#### [Document segment]
Understanding a Culture through Food - Jars of Sun

RUSSIAN FEDERATION | Wednesday, 17 April 2013 | Views [152] | Scholarship Entry

It was nice and grey outside, and I knew it was time to get up to catch the grayness before the pitch black darkness set in. I pushed my body up against last night’s vodka. How did the Russians do this every day?
My first two days in Moscow were miserable, though I never would have admitted this to anyone before, in fear of hearing the much dreaded ‘told you so’. A moment of wild inspiration while staring at the ‘M’ list of the drop down menu found me booking the flight to Moscow in December instead of diving in Marsa Alam, Egypt as planned.
As it happened, Moscow was terminally dark, and the cold did not come from the atmosphere as much as it seemed to be radiating from the English language hating locals. That was my view back when I was a stupid tourist, before chasing an unsuspecting pedestrian with a phrasebook in a final act of despair and was then granted the key to city; The Russians will do anything for you if you try to speak Russian, no matter how abominably.
I ran back to the hostel, excitedly looking for Artem, the love of my trip, with my new phrasebook and from there on, a different kind of sun shone through the city. For, I wooed him with my attempts to speak Russian and he wooed me back with the most precious thing one can be wooed with across the spectrum of the animal kingdom; food.

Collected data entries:
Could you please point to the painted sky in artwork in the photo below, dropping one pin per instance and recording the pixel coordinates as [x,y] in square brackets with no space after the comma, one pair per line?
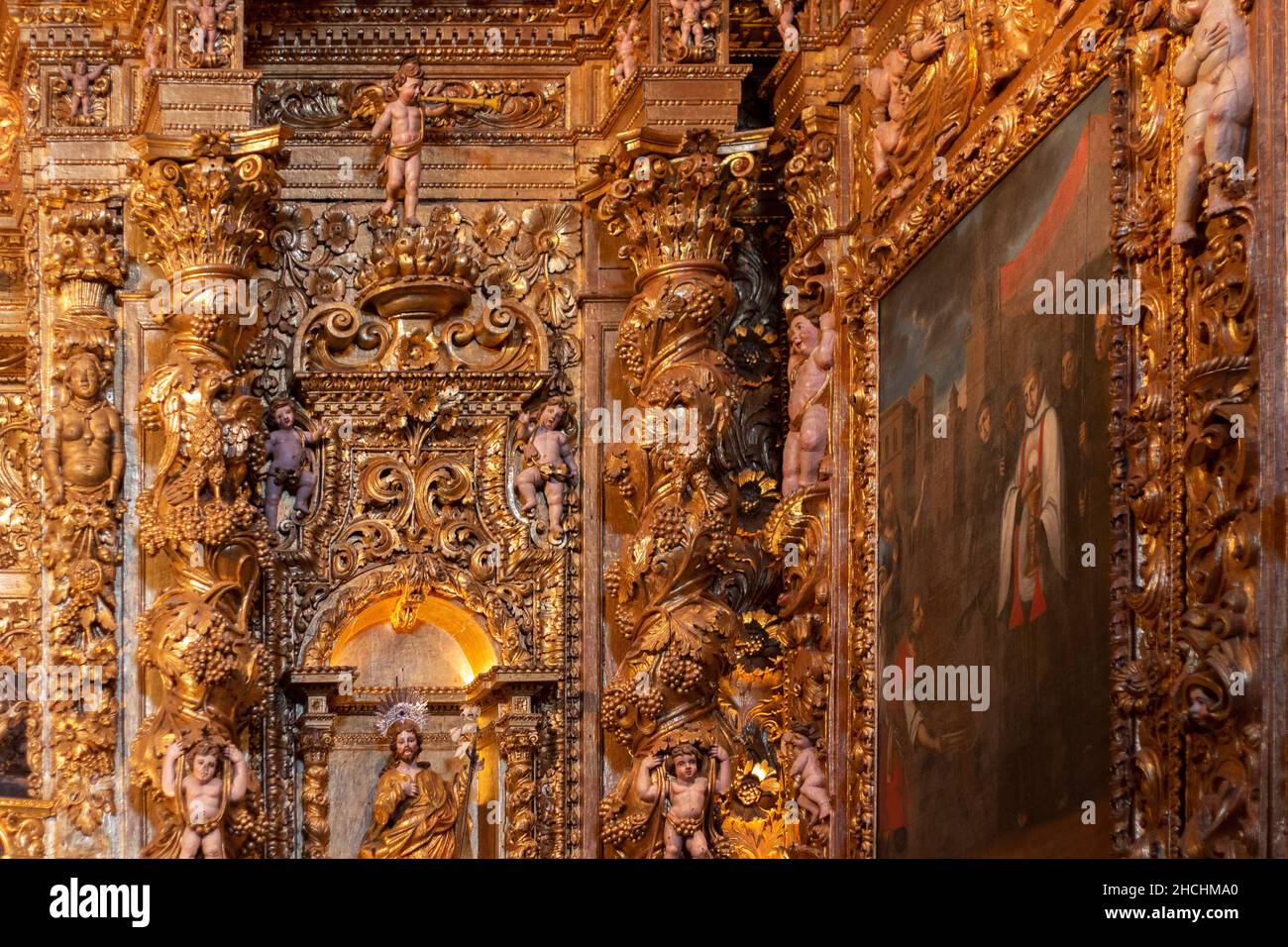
[934,309]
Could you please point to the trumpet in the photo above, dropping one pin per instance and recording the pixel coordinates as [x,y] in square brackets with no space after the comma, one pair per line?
[489,102]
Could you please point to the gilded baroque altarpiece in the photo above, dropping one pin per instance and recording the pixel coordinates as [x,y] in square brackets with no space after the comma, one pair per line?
[511,373]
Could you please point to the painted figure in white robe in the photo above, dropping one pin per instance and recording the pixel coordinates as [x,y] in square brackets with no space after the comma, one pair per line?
[1033,513]
[1033,777]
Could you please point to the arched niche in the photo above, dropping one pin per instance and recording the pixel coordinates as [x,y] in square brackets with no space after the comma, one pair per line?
[443,646]
[389,637]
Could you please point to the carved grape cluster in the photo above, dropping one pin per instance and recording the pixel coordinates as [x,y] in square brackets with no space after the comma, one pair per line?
[213,656]
[679,672]
[669,523]
[623,828]
[205,325]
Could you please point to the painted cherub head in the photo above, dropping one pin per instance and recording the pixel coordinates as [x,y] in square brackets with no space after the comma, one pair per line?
[282,411]
[553,414]
[205,759]
[803,334]
[683,762]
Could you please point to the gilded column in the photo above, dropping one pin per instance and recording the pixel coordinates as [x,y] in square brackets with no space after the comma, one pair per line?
[84,460]
[204,206]
[677,585]
[519,740]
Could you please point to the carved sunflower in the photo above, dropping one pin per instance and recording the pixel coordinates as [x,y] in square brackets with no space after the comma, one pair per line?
[326,285]
[494,230]
[755,487]
[292,234]
[754,788]
[336,228]
[550,236]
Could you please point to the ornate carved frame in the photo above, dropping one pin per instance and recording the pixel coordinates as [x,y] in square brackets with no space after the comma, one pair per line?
[1184,489]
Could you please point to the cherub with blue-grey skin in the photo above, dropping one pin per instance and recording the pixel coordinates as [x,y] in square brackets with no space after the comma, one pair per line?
[550,463]
[287,462]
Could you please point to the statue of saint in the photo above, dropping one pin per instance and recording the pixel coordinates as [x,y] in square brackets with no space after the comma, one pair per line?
[85,453]
[415,813]
[809,368]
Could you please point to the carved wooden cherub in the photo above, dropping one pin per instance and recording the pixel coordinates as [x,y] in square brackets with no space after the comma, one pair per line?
[1218,71]
[287,462]
[807,772]
[153,44]
[809,368]
[404,121]
[550,463]
[84,450]
[686,796]
[625,65]
[787,27]
[205,35]
[204,792]
[81,80]
[691,20]
[889,115]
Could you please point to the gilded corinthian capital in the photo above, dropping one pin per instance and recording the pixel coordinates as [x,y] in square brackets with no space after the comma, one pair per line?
[84,262]
[674,197]
[207,200]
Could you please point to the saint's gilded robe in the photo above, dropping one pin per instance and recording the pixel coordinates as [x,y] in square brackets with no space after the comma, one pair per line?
[420,827]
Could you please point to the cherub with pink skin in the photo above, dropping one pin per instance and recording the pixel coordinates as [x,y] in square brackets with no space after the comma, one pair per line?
[809,367]
[1216,69]
[81,77]
[201,792]
[550,463]
[691,20]
[151,50]
[811,781]
[684,795]
[404,121]
[787,27]
[625,67]
[207,13]
[887,85]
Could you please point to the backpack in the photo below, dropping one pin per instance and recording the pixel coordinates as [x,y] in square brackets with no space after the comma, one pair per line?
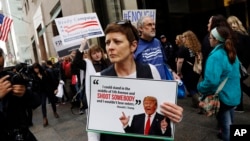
[197,67]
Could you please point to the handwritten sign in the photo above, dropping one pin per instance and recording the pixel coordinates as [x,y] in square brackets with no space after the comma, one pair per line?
[110,97]
[76,27]
[135,15]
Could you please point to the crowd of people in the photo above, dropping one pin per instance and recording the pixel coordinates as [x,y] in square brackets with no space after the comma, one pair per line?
[129,52]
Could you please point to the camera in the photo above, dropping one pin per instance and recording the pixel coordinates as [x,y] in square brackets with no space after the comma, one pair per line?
[19,77]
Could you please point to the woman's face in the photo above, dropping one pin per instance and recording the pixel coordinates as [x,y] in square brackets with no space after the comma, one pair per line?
[96,55]
[118,47]
[177,41]
[36,70]
[213,42]
[234,26]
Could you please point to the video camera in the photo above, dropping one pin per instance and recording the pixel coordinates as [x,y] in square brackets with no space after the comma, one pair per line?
[18,77]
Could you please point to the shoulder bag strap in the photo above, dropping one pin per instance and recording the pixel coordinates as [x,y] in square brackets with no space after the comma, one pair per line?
[222,84]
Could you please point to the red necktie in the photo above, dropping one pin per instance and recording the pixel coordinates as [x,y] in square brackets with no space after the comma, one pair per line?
[147,126]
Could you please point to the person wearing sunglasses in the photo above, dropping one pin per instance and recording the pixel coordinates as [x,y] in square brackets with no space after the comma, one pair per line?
[121,42]
[150,49]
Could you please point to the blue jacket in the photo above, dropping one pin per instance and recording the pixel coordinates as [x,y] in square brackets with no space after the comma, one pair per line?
[217,68]
[151,52]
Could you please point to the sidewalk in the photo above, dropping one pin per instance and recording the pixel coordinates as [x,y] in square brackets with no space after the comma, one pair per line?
[69,127]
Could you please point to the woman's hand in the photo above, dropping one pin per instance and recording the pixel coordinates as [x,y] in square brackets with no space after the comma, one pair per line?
[5,86]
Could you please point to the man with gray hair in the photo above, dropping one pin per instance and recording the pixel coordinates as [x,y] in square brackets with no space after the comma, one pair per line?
[150,49]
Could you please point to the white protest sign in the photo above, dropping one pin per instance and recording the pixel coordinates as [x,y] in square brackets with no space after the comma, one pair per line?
[135,15]
[76,27]
[63,50]
[110,97]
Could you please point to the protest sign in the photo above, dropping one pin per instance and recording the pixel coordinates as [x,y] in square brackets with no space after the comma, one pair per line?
[113,97]
[64,50]
[76,27]
[135,15]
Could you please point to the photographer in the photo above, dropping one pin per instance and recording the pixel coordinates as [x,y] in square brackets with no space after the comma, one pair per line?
[13,105]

#### [Goals]
1. In the Moscow travel story, where had the writer originally planned to go diving?
2. Shorten the paragraph of the Moscow travel story that begins "As it happened, Moscow was terminally dark," keeping its main facts.
3. Go on with the Moscow travel story from its last sentence.
These records have no connection to the Moscow travel story.

#### [Results]
1. Marsa Alam, Egypt.

2. Moscow was always dark, and the chill seemed to come less from the weather than from locals who disliked English. The writer held that view only as a clueless tourist. After desperately chasing a passerby with a phrasebook, the writer learned that Russians will do anything for someone who tries to speak Russian, however badly.

3.
Discovering salmon humpback caviar was literally a shining moment. The miniature orange glowing sphere gravitated towards my palate where it exploded with the power of a thousand suns. Serotonin levels in my brain shot up and the neurotransmitters didn’t know what to do with all those signals, and so I giggled and blushed.
It made sense now; they don’t need the sun because they have it packed off in jars.
Color and warmth were restored to my body ,and my brain which was about to perish in defeat to the cold and the loneliness. Except it was never cold nor lonely again. All you need is a phrasebook, a bottle of vodka and a jar of caviar, and best friends will show up everywhere.
I realized that this is how they survived. Caviar and salted fish are packed with happiness inducing substances such as omega-3s and B vitamins, and well… we all know about the vodka, no secret there.
Artem presented me with salted fish they call Saladino (the like of which I never tasted anywhere, and I come from the Mediterranean), caviar and vodka, like a courting Albatross ; a man who knows how to court a woman and to survive the cold Muscovite winter.